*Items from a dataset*
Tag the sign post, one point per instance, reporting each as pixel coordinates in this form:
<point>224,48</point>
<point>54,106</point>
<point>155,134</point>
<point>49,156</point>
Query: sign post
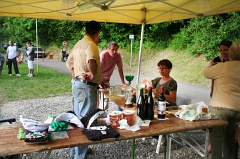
<point>131,37</point>
<point>64,43</point>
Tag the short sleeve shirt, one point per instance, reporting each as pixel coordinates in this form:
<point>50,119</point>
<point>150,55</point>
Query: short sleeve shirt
<point>12,52</point>
<point>31,55</point>
<point>84,50</point>
<point>108,64</point>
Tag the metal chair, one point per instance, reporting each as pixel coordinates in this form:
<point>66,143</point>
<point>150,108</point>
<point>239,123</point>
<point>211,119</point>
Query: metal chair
<point>184,100</point>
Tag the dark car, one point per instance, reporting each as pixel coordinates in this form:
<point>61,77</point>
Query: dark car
<point>16,44</point>
<point>40,53</point>
<point>6,46</point>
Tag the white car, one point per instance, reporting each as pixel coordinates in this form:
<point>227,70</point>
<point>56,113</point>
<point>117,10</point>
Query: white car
<point>39,53</point>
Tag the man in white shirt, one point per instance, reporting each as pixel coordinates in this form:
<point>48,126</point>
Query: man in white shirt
<point>12,53</point>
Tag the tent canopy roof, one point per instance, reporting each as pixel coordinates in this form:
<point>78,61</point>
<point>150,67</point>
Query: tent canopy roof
<point>118,11</point>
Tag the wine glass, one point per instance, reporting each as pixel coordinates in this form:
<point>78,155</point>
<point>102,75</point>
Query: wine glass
<point>129,78</point>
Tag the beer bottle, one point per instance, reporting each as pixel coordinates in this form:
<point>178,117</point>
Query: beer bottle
<point>150,105</point>
<point>161,105</point>
<point>141,106</point>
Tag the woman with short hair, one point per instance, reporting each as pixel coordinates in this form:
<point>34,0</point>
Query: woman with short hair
<point>225,103</point>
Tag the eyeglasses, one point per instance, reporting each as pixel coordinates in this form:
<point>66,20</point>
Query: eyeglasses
<point>162,68</point>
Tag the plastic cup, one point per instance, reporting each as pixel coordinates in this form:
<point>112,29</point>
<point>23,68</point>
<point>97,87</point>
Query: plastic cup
<point>115,117</point>
<point>129,115</point>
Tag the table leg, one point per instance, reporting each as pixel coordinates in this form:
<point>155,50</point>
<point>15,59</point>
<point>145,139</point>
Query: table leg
<point>133,148</point>
<point>206,144</point>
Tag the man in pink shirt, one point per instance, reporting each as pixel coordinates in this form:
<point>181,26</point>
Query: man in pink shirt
<point>109,59</point>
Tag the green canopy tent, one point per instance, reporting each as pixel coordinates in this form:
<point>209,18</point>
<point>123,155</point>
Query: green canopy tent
<point>118,11</point>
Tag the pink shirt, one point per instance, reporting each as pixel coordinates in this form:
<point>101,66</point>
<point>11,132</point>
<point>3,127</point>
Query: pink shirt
<point>108,64</point>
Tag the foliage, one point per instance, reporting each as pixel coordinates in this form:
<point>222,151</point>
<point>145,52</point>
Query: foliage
<point>45,83</point>
<point>203,34</point>
<point>197,36</point>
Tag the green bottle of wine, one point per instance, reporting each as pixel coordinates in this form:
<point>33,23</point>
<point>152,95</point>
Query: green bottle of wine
<point>141,106</point>
<point>150,105</point>
<point>161,105</point>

*Aim*
Rewrite all of the material above, substituting "a single point for each instance" for every occurrence of "one point per instance" and changing nothing else. Leave the pictures out of your answer.

*Answer to the task*
Tag the sign post, a single point for each instance, reporting each as pixel coordinates in this form:
<point>224,48</point>
<point>54,106</point>
<point>155,134</point>
<point>49,156</point>
Query: sign post
<point>131,37</point>
<point>64,43</point>
Tag the short sleeve shirt, a single point for each instance, reporting each as pixel coordinates in this form:
<point>50,119</point>
<point>150,55</point>
Query: short sleeve shirt
<point>12,52</point>
<point>31,55</point>
<point>84,50</point>
<point>108,64</point>
Tag the metal chair, a single point for each instance, reporting each as pixel coordinates in this form:
<point>66,143</point>
<point>150,108</point>
<point>239,123</point>
<point>211,119</point>
Query: metal chair
<point>184,100</point>
Tag the dark car, a single point for each instance, reporting each as pixel coordinates in this form:
<point>61,77</point>
Query: dark car
<point>16,44</point>
<point>40,53</point>
<point>6,46</point>
Tag the white car, a single point for each instance, reporting each as pixel coordinates in this form:
<point>227,70</point>
<point>56,113</point>
<point>117,10</point>
Query: white car
<point>39,53</point>
Tag the man in white shirt, a single point for each instance, reporting each as pixel coordinates in this form:
<point>48,126</point>
Query: man in white shirt
<point>12,53</point>
Tag the tent canopy roof, a single point for each instance, reporting each as pixel coordinates in this form:
<point>78,61</point>
<point>150,67</point>
Query: tent canopy roof
<point>118,11</point>
Tag the wine glass, a single point for each instance, reporting each as pixel coordinates in this form:
<point>78,155</point>
<point>102,75</point>
Query: wine glass
<point>129,78</point>
Tag the beer bottle, a single point for each instance, reporting each as pixel coordinates in this form:
<point>178,117</point>
Query: beer bottle
<point>150,105</point>
<point>161,105</point>
<point>141,106</point>
Tag the woman with short hair, a single point for each instance, reporting each as pixel coordinates in this form:
<point>34,0</point>
Query: woman with short hair
<point>225,103</point>
Tag the eyeglasses, a single point for each instance, reporting each as pixel coordinates in this form:
<point>66,20</point>
Query: eyeglasses
<point>162,68</point>
Tag the plastic cup, a single point for each instance, reporting each as pixel coordinates in this form:
<point>112,29</point>
<point>23,68</point>
<point>97,87</point>
Query: plastic cup
<point>115,117</point>
<point>129,115</point>
Tag the table leg, a single point for each instance, reporting each as pixel coordinates in this form:
<point>155,50</point>
<point>15,59</point>
<point>145,139</point>
Query: table leg
<point>133,148</point>
<point>206,144</point>
Tag the man in pink shirt, a single point for each instance, reporting each as pixel coordinates in this form:
<point>181,26</point>
Query: man in pink shirt
<point>109,59</point>
Tag the green canopy tent, a single point for each instance, reporting each as pixel coordinates in this form:
<point>209,18</point>
<point>123,155</point>
Query: green canopy tent
<point>118,11</point>
Tag the pink shirt, a single point for each instance, reporting each as pixel coordinates in this form:
<point>101,66</point>
<point>11,132</point>
<point>3,127</point>
Query: pink shirt
<point>108,64</point>
Tag the foliage, a single point for each instance, reporting each as pixel coordinates in this form:
<point>222,151</point>
<point>145,52</point>
Query: foliage
<point>45,83</point>
<point>203,34</point>
<point>197,36</point>
Tag the green bottle of wine, a single point for each instance, reporting each as pixel coordinates in this form:
<point>33,23</point>
<point>152,95</point>
Query: green bottle of wine
<point>141,106</point>
<point>150,105</point>
<point>161,105</point>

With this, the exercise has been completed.